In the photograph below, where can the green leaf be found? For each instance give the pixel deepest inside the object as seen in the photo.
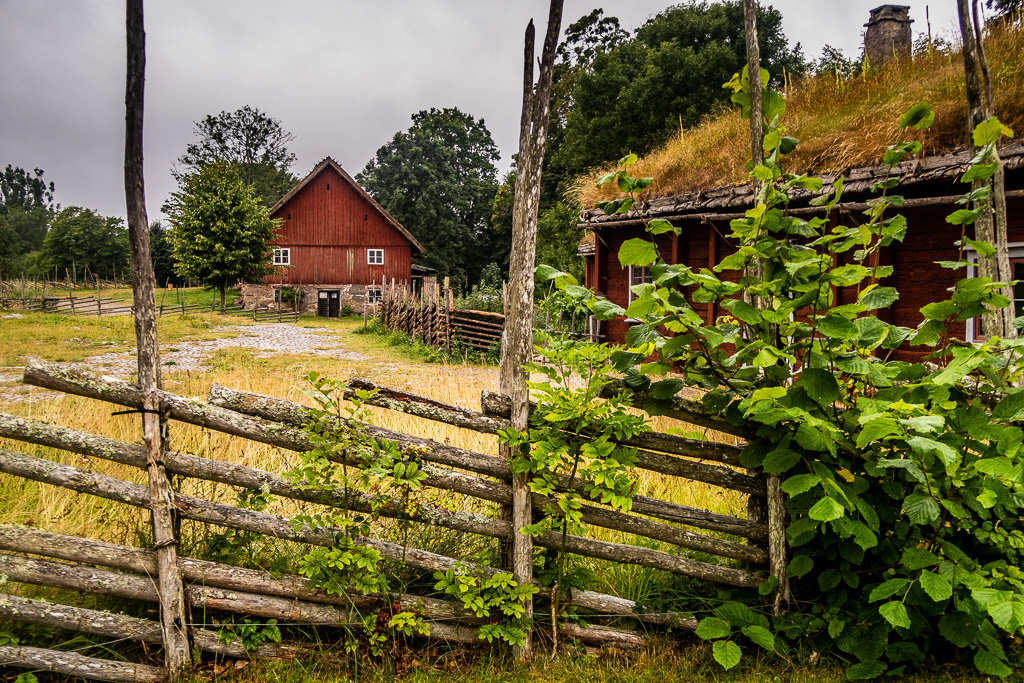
(888, 589)
(779, 461)
(865, 670)
(989, 132)
(637, 252)
(918, 558)
(665, 389)
(987, 663)
(880, 297)
(895, 613)
(800, 483)
(761, 636)
(742, 310)
(726, 653)
(660, 225)
(1008, 615)
(1009, 410)
(836, 327)
(712, 628)
(826, 510)
(958, 628)
(921, 508)
(605, 310)
(937, 586)
(919, 117)
(800, 565)
(819, 385)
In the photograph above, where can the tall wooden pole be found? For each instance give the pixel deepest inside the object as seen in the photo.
(517, 340)
(172, 599)
(991, 224)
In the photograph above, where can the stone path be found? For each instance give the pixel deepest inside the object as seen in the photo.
(266, 339)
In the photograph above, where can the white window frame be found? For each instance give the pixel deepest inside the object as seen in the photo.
(645, 279)
(1015, 252)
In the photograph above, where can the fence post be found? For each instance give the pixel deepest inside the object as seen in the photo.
(174, 617)
(777, 547)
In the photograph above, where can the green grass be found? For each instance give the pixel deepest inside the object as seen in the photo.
(74, 338)
(690, 663)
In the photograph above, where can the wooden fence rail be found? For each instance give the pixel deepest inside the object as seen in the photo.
(128, 571)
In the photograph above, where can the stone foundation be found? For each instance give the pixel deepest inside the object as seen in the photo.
(265, 297)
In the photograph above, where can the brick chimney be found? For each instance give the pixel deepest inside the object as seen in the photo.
(888, 35)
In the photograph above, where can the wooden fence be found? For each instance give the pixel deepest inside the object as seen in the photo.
(430, 315)
(128, 571)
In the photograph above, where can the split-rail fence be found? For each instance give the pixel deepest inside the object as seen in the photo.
(737, 547)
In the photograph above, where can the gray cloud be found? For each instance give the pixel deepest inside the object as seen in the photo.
(342, 76)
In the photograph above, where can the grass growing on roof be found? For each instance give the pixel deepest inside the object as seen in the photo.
(840, 123)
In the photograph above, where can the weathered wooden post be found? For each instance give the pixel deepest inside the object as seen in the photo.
(517, 339)
(777, 546)
(172, 599)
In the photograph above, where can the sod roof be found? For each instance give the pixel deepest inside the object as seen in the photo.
(844, 126)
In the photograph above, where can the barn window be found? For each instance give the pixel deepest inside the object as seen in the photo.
(638, 275)
(1016, 250)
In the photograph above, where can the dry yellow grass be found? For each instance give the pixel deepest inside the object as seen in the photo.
(841, 123)
(62, 511)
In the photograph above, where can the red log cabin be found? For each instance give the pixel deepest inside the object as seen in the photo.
(931, 188)
(335, 246)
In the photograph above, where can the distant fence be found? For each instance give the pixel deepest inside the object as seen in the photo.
(127, 571)
(429, 314)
····················
▸ **What this task involves**: Please print all of the records above exactly, omitting each picture.

▸ **Answer box**:
In the photograph below, where can the green leaf be found? For each instance give the pixel deepest inside the object as seen in the photo.
(888, 589)
(779, 461)
(865, 670)
(989, 132)
(637, 252)
(918, 558)
(665, 389)
(987, 663)
(880, 297)
(895, 613)
(800, 483)
(761, 636)
(742, 310)
(726, 653)
(660, 225)
(1008, 615)
(1009, 410)
(836, 327)
(712, 628)
(826, 510)
(958, 628)
(921, 508)
(605, 310)
(937, 586)
(919, 117)
(800, 565)
(819, 385)
In the photograph above, where can the tall wooden pole be found? For each instance give the pixel deepest inside the object as seen in the photo.
(517, 340)
(172, 599)
(991, 224)
In the photograph above, where can the stone path be found? For each instance give the pixel deepest inside the object as seen in the photo.
(266, 339)
In the photograph above, where can the white window frame be found? For each instance give the pixel deepest inside the object as seen in the photo.
(645, 279)
(1015, 252)
In the photograph above, where can the fence post be found? For each instance give the pixel deepest inside the object as seen in the photo.
(174, 617)
(777, 547)
In the photograph above, where can the green grass be found? For each instance give the pixel deepest inside the object as seen in the photo.
(74, 338)
(690, 663)
In the photograph above, where can the wooden fence rail be found? For each instance give the pixel deepest inside the object as seen in the photo.
(128, 571)
In the photograph above, where can the stone foundation be found? For each instance give the pixel deepest inside the object as seen in the photo.
(265, 297)
In the photograph above, where can the brick chimney be found? For each instance give the pixel deepest inside the object as seen in the photo.
(888, 35)
In the photograph above, where can the wooden fence be found? For each instance give the pixel deepest inside the object as seen in the photo.
(430, 315)
(128, 571)
In the photograph above, where can the split-rail fence be found? For each instance give the pixel deepest inside the object as seen in the photo.
(737, 547)
In the photograph above, where can the gray cloud be found? For each instance give the pixel deepest inside the object as seen in the photo.
(342, 76)
In the photograph above, where can the grass growing on roof be found? For each instance give the pixel deepest inside the object as seen in the photo.
(840, 123)
In the photograph above, where can the weathered wooden post be found? For each instance give the pixel deepest inside the object as seen in the photo.
(517, 339)
(777, 546)
(172, 599)
In the photograph above, where can the sod roof be found? For each instance give the pixel deepest inside the object as seen in the photo.
(844, 126)
In the photograph above, where can the barn window be found? For each instance give the pixel deepest inside the object as seen in the photo.
(638, 275)
(1016, 250)
In the photograph above, where can the dry yellow grass be found? For each instance give the pixel deepest inside the object as seen in the photo.
(841, 123)
(62, 511)
In the photograph above, where can the red log cabin be found? For each instance give the pixel deepest inside the object as seen in the photo.
(931, 188)
(335, 246)
In the photograph above, where can the distant fence be found? For each instance give the pixel deepest inside the object as seen in the photo.
(127, 571)
(429, 314)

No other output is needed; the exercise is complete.